Agentic Digital Twins: Why Understanding Behavioral Variability Matters
By Lior Limonad and Fabiana Fournier
Modern AI increasingly relies on agentic systems — multi-step workflows orchestrated by large language models (LLMs) using tools and environment feedback. These systems arepowerful and flexible, but their complexity introduces a significant challenge: behavioral variability. Even with identical prompts and tools, agents may produce different outputs each run. This randomness complicates debugging, ensuring reliability, and aligning agent behavior with intended outcomes.
The Core Idea
In our recent work in the AutoTwin project, we present a compelling solution: apply techniques from process and causal discovery to the execution trajectories of agentic AI captured in agentic ‘Digital Twin’ infrastructure.
Process discovery reconstructs workflow models (think BPMN) from event logs.
Causal discovery infers causal relationships between variables — e.g., whether rephrasing a prompt step leads to different outcomes downstream.
By analyzing agent execution logs with these tools, developers can visualize and quantify expected and unexpected variations in how agents behave.
Why This Matters
Better Observability
Gaining visibility into hidden execution paths helps detect when agents deviate from intended workflows.
Root-Cause Analysis
Causal analysis pinpoints which components (prompt phrasing, tool choice, system state) are driving variability.
Iterative Refinement
With insights from variability patterns, developers can fine-tune prompts, tool usage,or agent configurations systematically.
How It Works (At a Glance)
Log collection and persistence in Agentic Twins
Capture structured records of each agentic action traces — what prompts were used, what tools were invoked, and when.
Apply process mining
Use process mining algorithms to generate a workflow diagram depicting typical and variant control flows.
Run causal discovery
Analyze log to uncover causal links (e.g., “using tool A in step 2 causes branching in outcome”).
Present results
Visualize dominant paths, unintended branches, and causal dependencies using intuitive process diagrams or graphs.
Key Insights
Agentic LLM systems are inherently variable — sometimes that’s beneficial (exploration!), but unchecked variance harms trust and control.
This methodology bridges the gap between intelligent autonomy and responsible AI practices.
It complements existing debugging approaches, enabling both global visibility and fine-grained insight.
Why You Should Care
If you’re building Agentic Twins — to record multi-step agents with external tools powered by LLMs — this paper offers a practical approach to:
Debugging unexpected behaviors
Ensuring reliable and safe operations
Understanding causes behind agent decisions
These capabilities are key as agentic AI expands across domains like code generation, data pipelines, customer support bots, and robotic control.
Final Thoughts
“Agentic Twin for Process Observability” highlights a crucial frontier in AI engineering: making autonomous AI transparent and treatable like any other multi-component software system. By borrowing tools from process mining and causal discovery, the authors show how we can shine a light on opaque agentic behaviors — and ultimately build more trustworthy, maintainable, and alignable AI agents.

◆ What needs to be done
Retype the section of the agentic digital twins article above that opens with the words containing "The Core Idea" and closes with "different outcomes downstream.".

(Source data)

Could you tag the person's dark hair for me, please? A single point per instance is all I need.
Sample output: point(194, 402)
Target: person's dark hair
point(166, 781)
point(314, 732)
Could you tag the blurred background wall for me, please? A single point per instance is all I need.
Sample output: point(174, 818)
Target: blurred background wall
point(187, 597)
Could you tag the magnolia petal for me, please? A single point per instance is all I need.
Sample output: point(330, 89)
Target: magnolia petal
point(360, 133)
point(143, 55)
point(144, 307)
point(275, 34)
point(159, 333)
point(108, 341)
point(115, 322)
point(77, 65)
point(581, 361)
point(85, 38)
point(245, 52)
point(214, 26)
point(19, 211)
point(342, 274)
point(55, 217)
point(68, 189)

◆ Written solution
The Core Idea
In our recent work in the AutoTwin project, we present a compelling solution: apply techniques from process and causal discovery to the execution trajectories of agentic AI captured in agentic ‘Digital Twin’ infrastructure.
Process discovery reconstructs workflow models (think BPMN) from event logs.
Causal discovery infers causal relationships between variables — e.g., whether rephrasing a prompt step leads to different outcomes downstream.